→ PROBLEM DESCRIPTION: Copy out all the records below, replacing "Practice step" with "Exercise" wherever it appears and keeping everything else the same. Leave the pictures out of your copy.
[start DATA FOR PROCESSING]
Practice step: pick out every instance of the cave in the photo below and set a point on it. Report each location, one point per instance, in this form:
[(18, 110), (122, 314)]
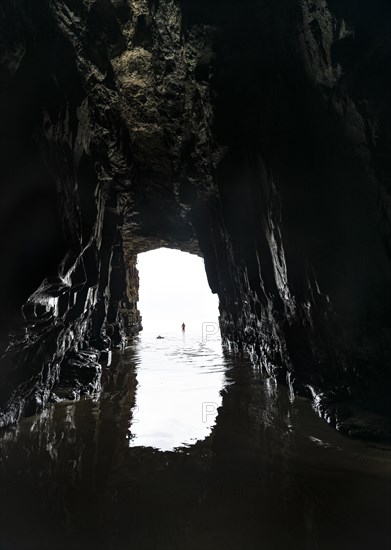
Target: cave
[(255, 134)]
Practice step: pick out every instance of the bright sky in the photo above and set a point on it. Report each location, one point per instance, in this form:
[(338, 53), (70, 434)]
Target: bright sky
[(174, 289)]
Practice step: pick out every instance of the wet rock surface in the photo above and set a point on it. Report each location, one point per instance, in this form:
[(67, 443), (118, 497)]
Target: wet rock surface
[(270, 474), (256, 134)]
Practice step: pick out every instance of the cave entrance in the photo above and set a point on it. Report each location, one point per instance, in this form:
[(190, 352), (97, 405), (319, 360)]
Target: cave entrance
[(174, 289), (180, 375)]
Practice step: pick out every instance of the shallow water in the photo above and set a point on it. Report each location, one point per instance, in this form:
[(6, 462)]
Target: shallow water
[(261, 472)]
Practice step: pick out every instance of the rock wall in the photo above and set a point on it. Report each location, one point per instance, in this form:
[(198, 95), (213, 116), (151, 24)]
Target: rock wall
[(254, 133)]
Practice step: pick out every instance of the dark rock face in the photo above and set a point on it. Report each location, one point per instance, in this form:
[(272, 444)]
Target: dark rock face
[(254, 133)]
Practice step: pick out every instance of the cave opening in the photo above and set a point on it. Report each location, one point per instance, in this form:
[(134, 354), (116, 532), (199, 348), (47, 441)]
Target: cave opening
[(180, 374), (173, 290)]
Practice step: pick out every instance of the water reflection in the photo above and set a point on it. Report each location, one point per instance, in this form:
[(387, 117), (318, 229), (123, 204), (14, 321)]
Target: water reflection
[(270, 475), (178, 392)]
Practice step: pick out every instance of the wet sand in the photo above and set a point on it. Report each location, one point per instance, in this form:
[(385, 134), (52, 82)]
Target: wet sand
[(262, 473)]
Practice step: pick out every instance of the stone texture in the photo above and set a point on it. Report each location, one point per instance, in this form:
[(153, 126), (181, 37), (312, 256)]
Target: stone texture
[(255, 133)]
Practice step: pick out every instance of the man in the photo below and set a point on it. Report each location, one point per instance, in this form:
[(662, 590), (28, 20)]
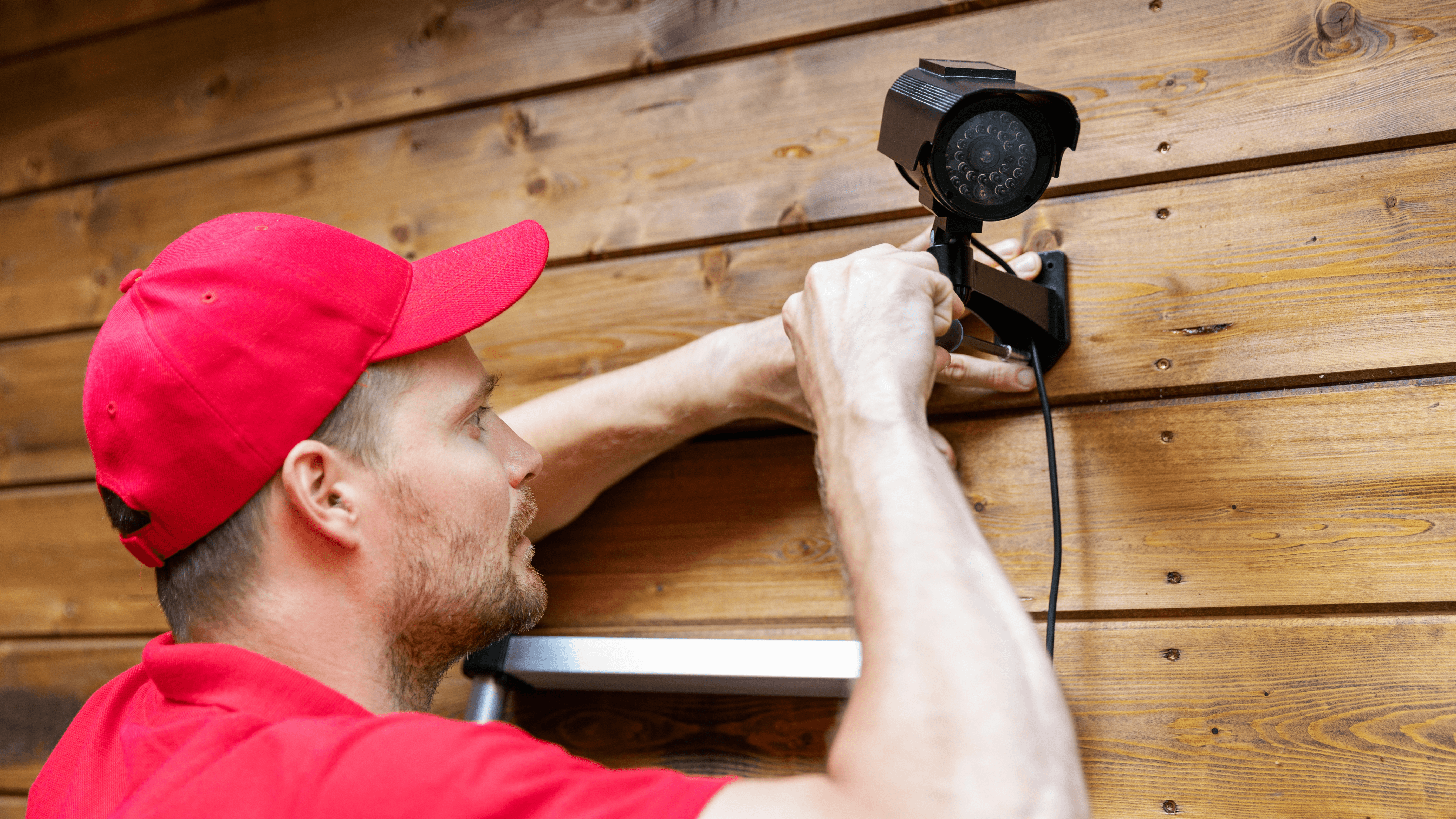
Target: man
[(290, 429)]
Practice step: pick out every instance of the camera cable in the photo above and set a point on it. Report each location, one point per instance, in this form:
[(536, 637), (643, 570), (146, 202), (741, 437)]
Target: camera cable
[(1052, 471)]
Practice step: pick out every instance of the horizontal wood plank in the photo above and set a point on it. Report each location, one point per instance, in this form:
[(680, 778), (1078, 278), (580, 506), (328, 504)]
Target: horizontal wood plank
[end DATA FOR PROCESSING]
→ PROBLEM SOLUTION:
Exercise: pick out every instance of the cave in the photo below and set a point on it. Report each location, one point per instance, in this form:
[(18, 110), (122, 314)]
Target: cave
[(255, 134)]
Exercise: pick out every instance of the bright sky in the photo above and set a point on it. Report each location, one point per instance, in this form:
[(338, 53), (70, 434)]
Target: bright sky
[(174, 289)]
Exercise: pick out every instance of the wet rock surface in the photo above and set a point on it. Report each location, one point per instance, in this form:
[(67, 443), (118, 497)]
Target: wet rock surface
[(270, 474), (256, 134)]
Exercise: pick out every instance of the cave entrance in the photo above and set a point on it. Report each location, one point per instance, in this form:
[(190, 352), (97, 405), (319, 360)]
Target: cave entrance
[(174, 289), (180, 375)]
Exercise: pick out every instance of the shallow water in the photo above and set a point on it. Report each location, one point per instance, in this form:
[(6, 462)]
Target: shallow water
[(261, 472)]
Exercise: pick out every instance of the rock wall in the photo above and set a point on it. Report each location, one point per instance, in this form:
[(198, 95), (213, 116), (151, 24)]
Target: rock wall
[(254, 133)]
Exercise: pick out every instance of the dark rock face in the photo above and set a point on it. Report each location, one point per instance, in this form:
[(272, 444)]
Target: dark rock face
[(254, 133)]
Exercise: pick out every instance of the cave opening in the photo above and set a point on it. Report each location, one point per instance, in this form:
[(134, 354), (116, 532), (199, 348), (47, 441)]
Target: cave opening
[(180, 374), (173, 290)]
Exercise: pick out every instance of the water reflection in the photo above and set a point on it. Report each location, one point per instance, in this form:
[(387, 117), (318, 229), (123, 204), (14, 321)]
Target: water reflection
[(270, 475), (178, 392)]
Exercise: pick out every instance of the wet sand in the photo above and set a point on it. Report each location, one point per instance, in this form:
[(385, 134), (52, 82)]
Target: wet sand
[(262, 473)]
Exercise: pick out every instance of the stone texture in the photo above and set a point on it. Report each location, one point per instance, in this form:
[(153, 126), (181, 37), (312, 256)]
Target: stone texture
[(255, 133)]
Exercise: pick out every instance of the man in the photo below and set a point on it. Report each location, one point per instance, in this form:
[(662, 590), (28, 20)]
Target: man
[(290, 429)]
Exercise: pick out every instance of the camera cable in the photo above and set a point on it. Report each location, one point per instance, in this form:
[(536, 637), (643, 570), (146, 202), (741, 437)]
Target: camera cable
[(1052, 471)]
Exercise: pick out every instance of the horizontal wood plank in the photo above and set a point on it. Report each location, one point per instance, in this form:
[(680, 778), (1078, 278), (580, 506), (328, 504)]
Target: horizontal wood plank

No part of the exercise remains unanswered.